Reden
05.12.2014, 11:23 Uhr | Kongress der Bundesarbeitsgemeinschaft Gemeindepsychiatrischer Verbünde
 
Rede zum Thema Eingliederungshilfe

Joachim Krüger (CDU):

Am 4. Und 5. Dezember fand in Berlin der Kongress der Bundesarbeitsgemeinschaft  Gemeindepsychiatrischer Verbünde statt. In Vertretung von Staatssekretär Gerste hielt der CDU-Abgeordnete und stellv. Vorsitzende des Parlamentsausschusses für Gesundheit und Soziales, Joachim Krüger das Einleitungsreferat:

Kongress der Bundesarbeitsgemeinschaft Gemeindepsychiatrischer Verbünde -

Sehr geehrte Damen, sehr geehrte Herren!

Zuerst möchte ich Ihnen dafür danken, dass die Bundesarbeitsgemeinschaft Gemeindepsychiatrischer Verbünde e.V. hier in Berlin tagt.

Sie haben Ihr Seminar mit dem Titel überschrieben:

Reform der Eingliederungshilfe als Chance: Psychiatrische Qualität durch Vernetzung. Ich entnehme diesem Titel, dass Sie das Thema positiv besetzen wollen.

Die Diskussion um eine Reform der Eingliederungshilfe  im Rahmen eines neuen Bundesteilhabegesetzes dauert nun schon einige Jahre an:

Der sog. ASMK-Prozess nahm 2007 seinen Anfang (Hintergrund: UN-Behindertenrechtskonvention), mündete 2012 in ein Grundlagenpapier der „Bund-Länder-Arbeitsgruppe“.

Ausgehend von der Koalitionsvereinbarung zwischen CDU und SPD bei der Gründung der „Großen Koalition“ auf Bundesebene nach dem Bundestagswahlen 2013, soll nun –noch in dieser Legislaturperiode des BT-das Bundesteilhabegesetz unter „Dach und Fach“ gebracht werden.

Die Anerkennung als gesamtgesellschaftliche Aufgabe soll dabei zu einer Kostenentlastung der Länder und Kommunen und damit zu einer Kostenübernahme durch den Bund führen, nach neuestem Stand bis 2017 um eine Milliarde €. durch das „Gesetz zur weiteren Entlastung von Ländern und Kommunen“  und danach von weiteren 4 Mrd. € im Rahmen des Bundesteilhabegesetzes. Entsprechende Möglichkeiten sind derzeit in der Diskussion.

• **AUFGABEN UND ÜBUNGEN**
(a) In welchem Jahr nahm der ASMK-Prozess laut der Rede zur Eingliederungshilfe seinen Anfang?
(b) Zitieren Sie aus der Rede zur Eingliederungshilfe die Stelle, die bei den Worten „Der sog. ASMK-Prozess“ einsetzt, und enden Sie nach den Worten „in der Diskussion.“.

(Daten zur Objektverortung in natürlicher Sprache)
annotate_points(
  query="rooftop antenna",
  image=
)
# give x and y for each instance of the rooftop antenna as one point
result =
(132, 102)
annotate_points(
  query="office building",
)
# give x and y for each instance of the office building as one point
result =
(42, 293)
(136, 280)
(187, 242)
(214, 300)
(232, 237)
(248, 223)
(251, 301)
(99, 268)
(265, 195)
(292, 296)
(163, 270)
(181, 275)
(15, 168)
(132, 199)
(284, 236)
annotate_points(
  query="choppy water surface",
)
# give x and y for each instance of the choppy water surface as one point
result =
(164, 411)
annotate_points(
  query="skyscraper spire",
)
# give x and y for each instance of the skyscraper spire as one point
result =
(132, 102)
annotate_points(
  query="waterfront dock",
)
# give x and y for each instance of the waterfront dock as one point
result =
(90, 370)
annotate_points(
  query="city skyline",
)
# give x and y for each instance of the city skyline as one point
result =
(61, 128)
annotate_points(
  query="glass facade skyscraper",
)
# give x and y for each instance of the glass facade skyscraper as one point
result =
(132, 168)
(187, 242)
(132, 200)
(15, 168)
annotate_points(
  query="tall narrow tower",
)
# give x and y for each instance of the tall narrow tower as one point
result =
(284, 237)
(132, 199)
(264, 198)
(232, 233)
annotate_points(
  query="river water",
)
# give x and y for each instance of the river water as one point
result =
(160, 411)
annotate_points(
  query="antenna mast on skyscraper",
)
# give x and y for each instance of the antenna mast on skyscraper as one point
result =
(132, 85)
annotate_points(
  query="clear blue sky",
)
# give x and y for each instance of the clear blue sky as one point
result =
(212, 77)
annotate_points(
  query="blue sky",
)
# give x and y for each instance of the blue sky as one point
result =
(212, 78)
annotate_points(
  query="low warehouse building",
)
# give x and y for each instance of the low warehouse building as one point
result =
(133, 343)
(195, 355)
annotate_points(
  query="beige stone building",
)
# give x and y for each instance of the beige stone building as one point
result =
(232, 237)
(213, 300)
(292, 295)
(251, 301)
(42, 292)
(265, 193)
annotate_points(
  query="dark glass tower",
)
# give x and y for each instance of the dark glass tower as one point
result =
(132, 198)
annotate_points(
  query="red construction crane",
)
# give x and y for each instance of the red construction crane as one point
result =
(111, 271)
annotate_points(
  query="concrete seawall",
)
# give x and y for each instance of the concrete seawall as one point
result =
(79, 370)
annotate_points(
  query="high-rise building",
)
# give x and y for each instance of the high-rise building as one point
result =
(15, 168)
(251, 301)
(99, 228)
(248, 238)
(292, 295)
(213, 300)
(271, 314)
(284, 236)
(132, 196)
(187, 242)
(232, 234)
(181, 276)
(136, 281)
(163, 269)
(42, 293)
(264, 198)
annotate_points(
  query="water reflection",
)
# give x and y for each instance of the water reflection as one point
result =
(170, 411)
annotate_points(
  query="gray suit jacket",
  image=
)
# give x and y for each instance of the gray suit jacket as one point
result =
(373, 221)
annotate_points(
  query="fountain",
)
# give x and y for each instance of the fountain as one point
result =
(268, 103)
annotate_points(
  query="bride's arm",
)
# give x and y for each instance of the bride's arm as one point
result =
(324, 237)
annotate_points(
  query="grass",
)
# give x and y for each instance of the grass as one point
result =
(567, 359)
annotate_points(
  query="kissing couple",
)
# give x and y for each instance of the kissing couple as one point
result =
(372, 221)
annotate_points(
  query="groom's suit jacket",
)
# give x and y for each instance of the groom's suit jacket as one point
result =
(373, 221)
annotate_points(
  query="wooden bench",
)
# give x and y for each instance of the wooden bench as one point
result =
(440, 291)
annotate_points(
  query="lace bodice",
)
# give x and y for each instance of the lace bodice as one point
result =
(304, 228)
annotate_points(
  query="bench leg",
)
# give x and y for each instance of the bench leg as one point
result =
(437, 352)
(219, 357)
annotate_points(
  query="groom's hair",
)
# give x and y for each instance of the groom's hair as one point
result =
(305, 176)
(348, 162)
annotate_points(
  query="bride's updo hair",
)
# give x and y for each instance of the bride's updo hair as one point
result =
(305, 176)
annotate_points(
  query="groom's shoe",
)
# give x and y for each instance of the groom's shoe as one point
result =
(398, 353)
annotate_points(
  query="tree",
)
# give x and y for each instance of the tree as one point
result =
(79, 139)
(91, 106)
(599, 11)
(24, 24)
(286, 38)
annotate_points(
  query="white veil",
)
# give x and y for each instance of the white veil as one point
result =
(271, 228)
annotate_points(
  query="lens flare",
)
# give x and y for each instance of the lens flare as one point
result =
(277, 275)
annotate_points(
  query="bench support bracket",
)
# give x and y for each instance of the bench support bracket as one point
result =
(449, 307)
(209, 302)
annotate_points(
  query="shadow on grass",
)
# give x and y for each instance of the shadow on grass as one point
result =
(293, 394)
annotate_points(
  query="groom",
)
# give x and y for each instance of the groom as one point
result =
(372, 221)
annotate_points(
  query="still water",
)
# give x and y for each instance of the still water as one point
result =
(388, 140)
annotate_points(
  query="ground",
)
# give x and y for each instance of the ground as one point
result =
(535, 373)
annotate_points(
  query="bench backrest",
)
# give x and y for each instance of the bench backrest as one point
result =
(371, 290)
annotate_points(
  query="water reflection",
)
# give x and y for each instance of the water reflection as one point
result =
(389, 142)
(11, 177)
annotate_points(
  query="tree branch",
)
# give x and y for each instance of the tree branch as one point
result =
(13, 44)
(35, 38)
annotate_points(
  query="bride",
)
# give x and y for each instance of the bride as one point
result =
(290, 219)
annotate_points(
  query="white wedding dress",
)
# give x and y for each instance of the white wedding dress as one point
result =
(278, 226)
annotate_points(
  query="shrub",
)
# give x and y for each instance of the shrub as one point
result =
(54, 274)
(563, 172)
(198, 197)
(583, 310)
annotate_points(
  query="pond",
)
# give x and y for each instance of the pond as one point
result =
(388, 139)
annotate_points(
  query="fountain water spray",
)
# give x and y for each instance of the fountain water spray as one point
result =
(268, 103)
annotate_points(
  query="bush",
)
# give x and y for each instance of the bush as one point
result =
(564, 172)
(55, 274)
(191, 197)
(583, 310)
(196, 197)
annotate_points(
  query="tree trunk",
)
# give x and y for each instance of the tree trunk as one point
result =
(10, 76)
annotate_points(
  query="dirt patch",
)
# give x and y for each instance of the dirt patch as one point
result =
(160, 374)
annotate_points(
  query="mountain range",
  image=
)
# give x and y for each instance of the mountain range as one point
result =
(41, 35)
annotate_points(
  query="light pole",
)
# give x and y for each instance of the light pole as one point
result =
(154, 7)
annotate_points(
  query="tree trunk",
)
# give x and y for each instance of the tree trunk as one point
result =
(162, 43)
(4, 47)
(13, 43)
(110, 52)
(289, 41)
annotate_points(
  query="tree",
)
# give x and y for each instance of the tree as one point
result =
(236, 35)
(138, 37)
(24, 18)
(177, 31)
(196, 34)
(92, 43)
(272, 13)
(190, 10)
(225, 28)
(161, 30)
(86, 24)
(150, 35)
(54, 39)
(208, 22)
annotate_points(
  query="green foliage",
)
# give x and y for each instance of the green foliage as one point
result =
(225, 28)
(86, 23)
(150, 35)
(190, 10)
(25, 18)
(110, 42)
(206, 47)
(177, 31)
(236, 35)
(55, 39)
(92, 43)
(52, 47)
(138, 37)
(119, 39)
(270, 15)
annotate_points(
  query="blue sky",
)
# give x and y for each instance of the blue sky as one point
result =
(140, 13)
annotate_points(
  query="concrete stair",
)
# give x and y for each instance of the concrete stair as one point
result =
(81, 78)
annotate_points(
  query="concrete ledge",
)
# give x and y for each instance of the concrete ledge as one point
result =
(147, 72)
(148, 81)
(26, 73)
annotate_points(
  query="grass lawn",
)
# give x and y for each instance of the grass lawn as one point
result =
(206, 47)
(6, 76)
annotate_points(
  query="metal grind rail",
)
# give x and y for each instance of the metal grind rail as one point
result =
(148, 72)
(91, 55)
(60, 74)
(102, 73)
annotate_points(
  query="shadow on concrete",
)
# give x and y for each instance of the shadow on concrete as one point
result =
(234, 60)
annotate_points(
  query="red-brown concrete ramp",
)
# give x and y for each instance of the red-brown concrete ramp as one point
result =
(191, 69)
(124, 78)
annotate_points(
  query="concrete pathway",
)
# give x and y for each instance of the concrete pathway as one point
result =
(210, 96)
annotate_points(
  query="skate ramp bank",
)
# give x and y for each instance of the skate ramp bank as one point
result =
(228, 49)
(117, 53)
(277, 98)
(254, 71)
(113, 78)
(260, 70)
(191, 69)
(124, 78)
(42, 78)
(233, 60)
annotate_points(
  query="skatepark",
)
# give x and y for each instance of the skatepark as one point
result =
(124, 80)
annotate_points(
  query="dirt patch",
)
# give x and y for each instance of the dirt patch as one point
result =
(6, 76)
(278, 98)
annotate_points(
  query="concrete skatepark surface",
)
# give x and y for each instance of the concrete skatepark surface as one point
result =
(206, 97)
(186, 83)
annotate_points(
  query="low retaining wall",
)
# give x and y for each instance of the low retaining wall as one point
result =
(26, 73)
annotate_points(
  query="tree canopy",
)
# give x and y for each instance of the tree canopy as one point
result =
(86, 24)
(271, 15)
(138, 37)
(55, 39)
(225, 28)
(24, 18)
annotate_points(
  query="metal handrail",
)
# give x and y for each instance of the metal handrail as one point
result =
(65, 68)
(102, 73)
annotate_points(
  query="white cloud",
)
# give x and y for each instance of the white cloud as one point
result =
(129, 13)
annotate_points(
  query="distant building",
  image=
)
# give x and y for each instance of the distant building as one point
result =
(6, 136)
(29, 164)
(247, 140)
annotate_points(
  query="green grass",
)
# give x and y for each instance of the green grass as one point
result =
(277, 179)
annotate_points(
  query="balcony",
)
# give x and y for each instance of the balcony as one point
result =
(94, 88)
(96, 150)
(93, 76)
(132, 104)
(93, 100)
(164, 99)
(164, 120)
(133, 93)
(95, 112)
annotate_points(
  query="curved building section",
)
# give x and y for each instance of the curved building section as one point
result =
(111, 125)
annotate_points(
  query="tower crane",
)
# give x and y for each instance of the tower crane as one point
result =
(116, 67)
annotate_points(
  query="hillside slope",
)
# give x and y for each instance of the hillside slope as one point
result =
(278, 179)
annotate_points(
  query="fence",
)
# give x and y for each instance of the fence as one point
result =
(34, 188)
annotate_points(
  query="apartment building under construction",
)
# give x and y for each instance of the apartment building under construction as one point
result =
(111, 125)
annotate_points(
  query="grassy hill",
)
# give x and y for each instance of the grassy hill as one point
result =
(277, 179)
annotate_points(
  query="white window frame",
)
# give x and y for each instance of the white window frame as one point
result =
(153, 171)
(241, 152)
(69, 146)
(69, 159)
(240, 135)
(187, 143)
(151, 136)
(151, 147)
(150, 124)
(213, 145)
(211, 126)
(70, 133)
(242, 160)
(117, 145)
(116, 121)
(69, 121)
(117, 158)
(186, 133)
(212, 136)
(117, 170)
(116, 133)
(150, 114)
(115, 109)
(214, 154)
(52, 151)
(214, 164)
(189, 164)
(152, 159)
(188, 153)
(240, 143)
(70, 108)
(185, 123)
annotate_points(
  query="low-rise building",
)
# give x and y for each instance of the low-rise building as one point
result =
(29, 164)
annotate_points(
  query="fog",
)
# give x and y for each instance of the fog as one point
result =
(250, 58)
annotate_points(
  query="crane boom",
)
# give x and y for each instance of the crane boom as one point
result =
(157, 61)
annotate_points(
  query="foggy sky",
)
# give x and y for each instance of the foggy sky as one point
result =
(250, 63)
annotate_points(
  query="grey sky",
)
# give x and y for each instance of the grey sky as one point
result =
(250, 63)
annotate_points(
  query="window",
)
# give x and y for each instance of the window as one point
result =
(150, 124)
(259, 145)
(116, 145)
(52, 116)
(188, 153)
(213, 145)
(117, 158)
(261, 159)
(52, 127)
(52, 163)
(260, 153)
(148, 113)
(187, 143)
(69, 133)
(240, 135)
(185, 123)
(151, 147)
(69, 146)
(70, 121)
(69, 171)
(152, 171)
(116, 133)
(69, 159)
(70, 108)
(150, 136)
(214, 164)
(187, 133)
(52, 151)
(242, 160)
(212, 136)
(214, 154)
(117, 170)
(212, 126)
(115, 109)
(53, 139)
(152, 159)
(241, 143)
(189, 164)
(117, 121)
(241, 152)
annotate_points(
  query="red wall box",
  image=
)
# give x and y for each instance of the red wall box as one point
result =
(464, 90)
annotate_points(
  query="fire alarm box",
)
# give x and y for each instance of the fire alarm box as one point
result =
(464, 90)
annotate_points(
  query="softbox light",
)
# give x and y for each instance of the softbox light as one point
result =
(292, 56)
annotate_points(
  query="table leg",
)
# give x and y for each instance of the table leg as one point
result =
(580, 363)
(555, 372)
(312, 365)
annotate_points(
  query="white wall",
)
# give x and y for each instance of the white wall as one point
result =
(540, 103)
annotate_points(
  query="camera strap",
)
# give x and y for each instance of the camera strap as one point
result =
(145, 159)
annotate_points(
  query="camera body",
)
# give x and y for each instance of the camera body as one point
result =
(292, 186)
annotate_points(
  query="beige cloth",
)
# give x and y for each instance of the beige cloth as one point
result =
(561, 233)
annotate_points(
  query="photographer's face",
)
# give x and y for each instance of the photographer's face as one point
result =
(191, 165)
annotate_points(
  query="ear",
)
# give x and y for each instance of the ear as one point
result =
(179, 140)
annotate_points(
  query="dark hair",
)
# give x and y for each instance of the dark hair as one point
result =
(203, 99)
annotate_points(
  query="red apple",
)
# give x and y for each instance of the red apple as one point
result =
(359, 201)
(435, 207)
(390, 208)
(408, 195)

• **ANTWORTEN ZU AUFGABEN**
(a) Der ASMK-Prozess nahm 2007 seinen Anfang.

(b)
Der sog. ASMK-Prozess nahm 2007 seinen Anfang (Hintergrund: UN-Behindertenrechtskonvention), mündete 2012 in ein Grundlagenpapier der „Bund-Länder-Arbeitsgruppe“.

Ausgehend von der Koalitionsvereinbarung zwischen CDU und SPD bei der Gründung der „Großen Koalition“ auf Bundesebene nach dem Bundestagswahlen 2013, soll nun –noch in dieser Legislaturperiode des BT-das Bundesteilhabegesetz unter „Dach und Fach“ gebracht werden.

Die Anerkennung als gesamtgesellschaftliche Aufgabe soll dabei zu einer Kostenentlastung der Länder und Kommunen und damit zu einer Kostenübernahme durch den Bund führen, nach neuestem Stand bis 2017 um eine Milliarde €. durch das „Gesetz zur weiteren Entlastung von Ländern und Kommunen“  und danach von weiteren 4 Mrd. € im Rahmen des Bundesteilhabegesetzes. Entsprechende Möglichkeiten sind derzeit in der Diskussion.